- _INPUT MATERIAL_

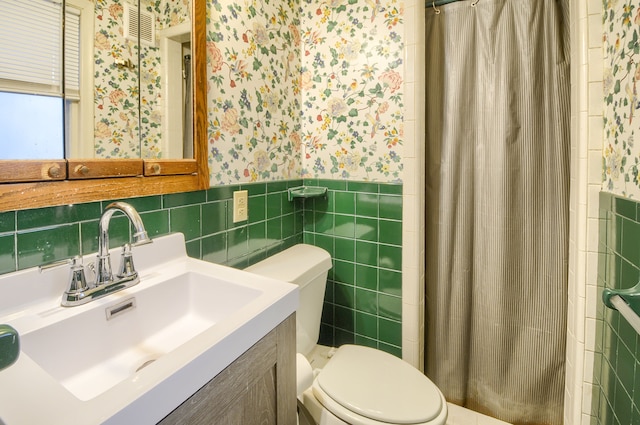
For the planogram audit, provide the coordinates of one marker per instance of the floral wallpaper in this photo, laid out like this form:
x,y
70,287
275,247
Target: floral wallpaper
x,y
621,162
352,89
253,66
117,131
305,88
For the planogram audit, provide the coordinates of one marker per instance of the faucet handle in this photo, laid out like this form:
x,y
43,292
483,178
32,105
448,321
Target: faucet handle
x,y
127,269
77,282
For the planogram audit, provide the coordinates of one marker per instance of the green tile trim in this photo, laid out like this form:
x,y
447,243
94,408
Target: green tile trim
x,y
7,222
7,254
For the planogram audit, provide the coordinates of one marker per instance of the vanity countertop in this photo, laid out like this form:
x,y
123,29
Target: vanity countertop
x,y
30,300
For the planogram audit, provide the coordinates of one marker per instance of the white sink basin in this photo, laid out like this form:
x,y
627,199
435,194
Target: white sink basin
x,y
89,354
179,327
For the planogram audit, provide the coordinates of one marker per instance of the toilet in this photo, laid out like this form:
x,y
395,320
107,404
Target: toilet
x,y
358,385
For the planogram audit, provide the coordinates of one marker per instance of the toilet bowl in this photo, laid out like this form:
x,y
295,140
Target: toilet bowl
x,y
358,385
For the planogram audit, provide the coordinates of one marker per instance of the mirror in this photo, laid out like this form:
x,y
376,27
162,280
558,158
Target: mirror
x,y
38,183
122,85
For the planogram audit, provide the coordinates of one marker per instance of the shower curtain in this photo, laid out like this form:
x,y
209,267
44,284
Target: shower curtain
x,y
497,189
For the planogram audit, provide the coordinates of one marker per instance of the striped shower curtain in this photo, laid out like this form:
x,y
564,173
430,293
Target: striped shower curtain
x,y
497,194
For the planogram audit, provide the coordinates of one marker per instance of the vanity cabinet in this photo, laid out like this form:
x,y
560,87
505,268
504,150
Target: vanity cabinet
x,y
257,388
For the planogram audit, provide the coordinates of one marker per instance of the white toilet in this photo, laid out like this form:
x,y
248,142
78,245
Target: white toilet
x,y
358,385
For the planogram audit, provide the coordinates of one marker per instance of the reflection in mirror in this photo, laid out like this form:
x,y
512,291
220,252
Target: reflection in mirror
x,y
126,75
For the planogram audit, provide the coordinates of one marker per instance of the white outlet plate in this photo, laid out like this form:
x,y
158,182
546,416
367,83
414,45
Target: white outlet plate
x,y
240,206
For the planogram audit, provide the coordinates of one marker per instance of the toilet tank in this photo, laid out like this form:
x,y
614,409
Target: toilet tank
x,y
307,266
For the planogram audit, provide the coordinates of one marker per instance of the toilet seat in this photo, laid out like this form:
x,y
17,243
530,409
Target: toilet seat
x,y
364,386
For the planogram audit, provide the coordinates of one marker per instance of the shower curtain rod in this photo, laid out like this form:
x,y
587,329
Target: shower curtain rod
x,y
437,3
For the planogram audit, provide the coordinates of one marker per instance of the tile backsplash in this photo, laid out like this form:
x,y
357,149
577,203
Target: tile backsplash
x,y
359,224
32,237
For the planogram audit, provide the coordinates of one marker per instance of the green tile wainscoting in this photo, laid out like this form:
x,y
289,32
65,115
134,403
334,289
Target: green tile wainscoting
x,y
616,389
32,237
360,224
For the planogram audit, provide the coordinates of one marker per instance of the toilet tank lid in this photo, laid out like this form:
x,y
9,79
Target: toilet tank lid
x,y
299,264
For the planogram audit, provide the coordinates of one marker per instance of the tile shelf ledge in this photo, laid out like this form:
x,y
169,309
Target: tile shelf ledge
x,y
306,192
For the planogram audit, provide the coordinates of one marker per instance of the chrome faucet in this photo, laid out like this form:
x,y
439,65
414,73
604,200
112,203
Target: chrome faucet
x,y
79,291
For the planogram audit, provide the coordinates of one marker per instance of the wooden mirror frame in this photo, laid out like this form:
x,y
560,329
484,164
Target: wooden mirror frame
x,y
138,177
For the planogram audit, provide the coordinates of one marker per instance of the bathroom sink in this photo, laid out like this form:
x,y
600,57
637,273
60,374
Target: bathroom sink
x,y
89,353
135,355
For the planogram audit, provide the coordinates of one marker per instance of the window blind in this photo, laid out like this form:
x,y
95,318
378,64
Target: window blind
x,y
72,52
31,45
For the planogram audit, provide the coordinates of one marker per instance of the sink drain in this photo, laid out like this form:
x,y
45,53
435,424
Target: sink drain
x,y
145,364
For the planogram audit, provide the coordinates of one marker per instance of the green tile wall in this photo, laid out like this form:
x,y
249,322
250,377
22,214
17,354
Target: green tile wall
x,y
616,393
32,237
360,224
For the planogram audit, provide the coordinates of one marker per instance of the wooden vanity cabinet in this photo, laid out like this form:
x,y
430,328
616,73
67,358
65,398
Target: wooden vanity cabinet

- _WHAT YOU WILL DO_
Format every line above as a Markdown table with the columns No. and Line. Number the rows in order, skip blank lines, and omit the pictures.

- _OUTPUT OF THE TASK_
| No. | Line |
|---|---|
| 1 | For the planogram audit, provide the coordinates of one marker per instance of the floral wallpaper in this photo, laid out like this form: |
| 2 | x,y |
| 3 | 70,287 |
| 4 | 275,247 |
| 5 | Target: floral wallpaper |
| 6 | x,y |
| 7 | 621,162 |
| 8 | 352,89 |
| 9 | 253,66 |
| 10 | 117,131 |
| 11 | 305,88 |
| 12 | For the planogram audit, provide the coordinates of one marker per instance of the faucet handle in this photo, laid out like this form: |
| 13 | x,y |
| 14 | 43,292 |
| 15 | 483,178 |
| 16 | 32,105 |
| 17 | 448,321 |
| 18 | Target: faucet handle |
| 19 | x,y |
| 20 | 127,269 |
| 21 | 77,282 |
| 22 | For the planogram audit, provide the coordinates of one marker per instance of the green tile trim in this photo, laid out like this form: |
| 23 | x,y |
| 24 | 447,243 |
| 25 | 94,408 |
| 26 | Target: green tile trim |
| 27 | x,y |
| 28 | 7,222 |
| 29 | 7,254 |
| 30 | For the planogram audit, provide the coordinates of one marker per instance of the vanity countertop in this photo, laid out like this form: |
| 31 | x,y |
| 32 | 123,29 |
| 33 | Target: vanity countertop |
| 34 | x,y |
| 35 | 30,300 |
| 36 | For the planogram audit, provide the coordinates of one marker per instance of the white sink basin in this photo, laid out like this form: |
| 37 | x,y |
| 38 | 627,199 |
| 39 | 435,194 |
| 40 | Target: white sink basin |
| 41 | x,y |
| 42 | 89,354 |
| 43 | 179,327 |
| 44 | For the planogram audit, provide the coordinates of one marker per instance of the toilet in this photo, laid out like this form: |
| 45 | x,y |
| 46 | 395,320 |
| 47 | 107,404 |
| 48 | Target: toilet |
| 49 | x,y |
| 50 | 358,385 |
| 51 | For the planogram audit, provide the coordinates of one marker per instance of the toilet bowl in this photo, laid out like this form: |
| 52 | x,y |
| 53 | 295,140 |
| 54 | Target: toilet bowl |
| 55 | x,y |
| 56 | 358,385 |
| 57 | For the planogram audit, provide the coordinates of one marker per instance of the mirror in this photo, laid out like this form: |
| 58 | x,y |
| 59 | 376,27 |
| 60 | 162,280 |
| 61 | 558,158 |
| 62 | Target: mirror |
| 63 | x,y |
| 64 | 38,183 |
| 65 | 122,85 |
| 66 | For the planogram audit, provide the coordinates of one marker per instance of the shower curtain in this photo, laid out like this form: |
| 67 | x,y |
| 68 | 209,267 |
| 69 | 44,284 |
| 70 | Target: shower curtain |
| 71 | x,y |
| 72 | 497,189 |
| 73 | For the planogram audit, provide the coordinates of one marker per instance of the striped shower curtain in this photo, laid out like this form: |
| 74 | x,y |
| 75 | 564,173 |
| 76 | 430,293 |
| 77 | Target: striped shower curtain |
| 78 | x,y |
| 79 | 497,194 |
| 80 | For the planogram audit, provide the coordinates of one marker per instance of the vanity cabinet in this photo, laid out like this form: |
| 81 | x,y |
| 82 | 560,87 |
| 83 | 505,268 |
| 84 | 504,150 |
| 85 | Target: vanity cabinet |
| 86 | x,y |
| 87 | 257,388 |
| 88 | For the planogram audit, provide the coordinates of one marker per instance of the white toilet in this photo, laid out like this form: |
| 89 | x,y |
| 90 | 248,142 |
| 91 | 78,245 |
| 92 | Target: white toilet |
| 93 | x,y |
| 94 | 358,385 |
| 95 | For the planogram audit, provide the coordinates of one marker per instance of the reflection in mirror in this photo, laid out like this form: |
| 96 | x,y |
| 97 | 512,291 |
| 98 | 220,252 |
| 99 | Target: reflection in mirror |
| 100 | x,y |
| 101 | 126,75 |
| 102 | For the planogram audit, provide the coordinates of one marker per instance of the white outlet plate in this photo, laid out like this form: |
| 103 | x,y |
| 104 | 158,182 |
| 105 | 546,416 |
| 106 | 367,83 |
| 107 | 414,45 |
| 108 | Target: white outlet plate |
| 109 | x,y |
| 110 | 240,206 |
| 111 | For the planogram audit, provide the coordinates of one marker per instance of the toilet tank in this photo, laid out like this form: |
| 112 | x,y |
| 113 | 614,409 |
| 114 | Target: toilet tank |
| 115 | x,y |
| 116 | 307,266 |
| 117 | For the planogram audit, provide the coordinates of one marker per instance of the toilet seat in this photo, laid out like this form: |
| 118 | x,y |
| 119 | 17,243 |
| 120 | 530,409 |
| 121 | Target: toilet seat |
| 122 | x,y |
| 123 | 364,386 |
| 124 | For the planogram audit, provide the coordinates of one marker per instance of the shower curtain rod in this photo, laid out like this form: |
| 125 | x,y |
| 126 | 587,329 |
| 127 | Target: shower curtain rod |
| 128 | x,y |
| 129 | 437,3 |
| 130 | For the planogram audit, provide the coordinates of one marker per instance of the tile backsplash in this photo, laid out like this form: |
| 131 | x,y |
| 132 | 357,149 |
| 133 | 577,203 |
| 134 | Target: tile backsplash |
| 135 | x,y |
| 136 | 359,224 |
| 137 | 32,237 |
| 138 | For the planogram audit, provide the coordinates of one marker per instance of the green tile wainscoting in this photo, laid out like this form: |
| 139 | x,y |
| 140 | 289,32 |
| 141 | 65,115 |
| 142 | 134,403 |
| 143 | 334,289 |
| 144 | Target: green tile wainscoting |
| 145 | x,y |
| 146 | 616,389 |
| 147 | 32,237 |
| 148 | 360,224 |
| 149 | For the planogram audit, provide the coordinates of one marker per instance of the toilet tank lid in this photo, laid out like this form: |
| 150 | x,y |
| 151 | 9,79 |
| 152 | Target: toilet tank lid |
| 153 | x,y |
| 154 | 299,264 |
| 155 | For the planogram audit, provide the coordinates of one marker per instance of the tile shelf ledge in this photo, laid out like this form: |
| 156 | x,y |
| 157 | 169,309 |
| 158 | Target: tile shelf ledge |
| 159 | x,y |
| 160 | 306,192 |
| 161 | For the planogram audit, provide the coordinates of one marker per instance of the chrome faucet in this photo, laid out like this form: |
| 162 | x,y |
| 163 | 439,65 |
| 164 | 414,73 |
| 165 | 604,200 |
| 166 | 112,203 |
| 167 | Target: chrome faucet |
| 168 | x,y |
| 169 | 79,291 |
| 170 | For the planogram audit, provide the coordinates of one marker per instance of the wooden mirror frame in this photo, laid out like this form: |
| 171 | x,y |
| 172 | 560,329 |
| 173 | 484,164 |
| 174 | Target: wooden mirror frame |
| 175 | x,y |
| 176 | 138,177 |
| 177 | For the planogram audit, provide the coordinates of one marker per instance of the bathroom sink in this photo, laid out like this form: |
| 178 | x,y |
| 179 | 600,57 |
| 180 | 637,273 |
| 181 | 60,374 |
| 182 | Target: bathroom sink |
| 183 | x,y |
| 184 | 89,353 |
| 185 | 135,355 |
| 186 | For the planogram audit, provide the coordinates of one marker per instance of the window blind in this photo, laid out like this form: |
| 187 | x,y |
| 188 | 95,318 |
| 189 | 378,64 |
| 190 | Target: window blind |
| 191 | x,y |
| 192 | 72,52 |
| 193 | 31,45 |
| 194 | For the planogram audit, provide the coordinates of one marker per instance of the sink drain in this photo, laid out like this form: |
| 195 | x,y |
| 196 | 45,53 |
| 197 | 435,424 |
| 198 | Target: sink drain |
| 199 | x,y |
| 200 | 145,364 |
| 201 | For the planogram audit, provide the coordinates of one marker per instance of the green tile wall in this photo, laid out like this form: |
| 202 | x,y |
| 203 | 249,322 |
| 204 | 250,377 |
| 205 | 22,214 |
| 206 | 17,354 |
| 207 | Target: green tile wall |
| 208 | x,y |
| 209 | 616,393 |
| 210 | 32,237 |
| 211 | 360,224 |
| 212 | For the planogram audit, provide the coordinates of one marker per instance of the wooden vanity cabinet in this photo, laid out like this form: |
| 213 | x,y |
| 214 | 430,328 |
| 215 | 616,73 |
| 216 | 67,358 |
| 217 | 65,398 |
| 218 | Target: wooden vanity cabinet |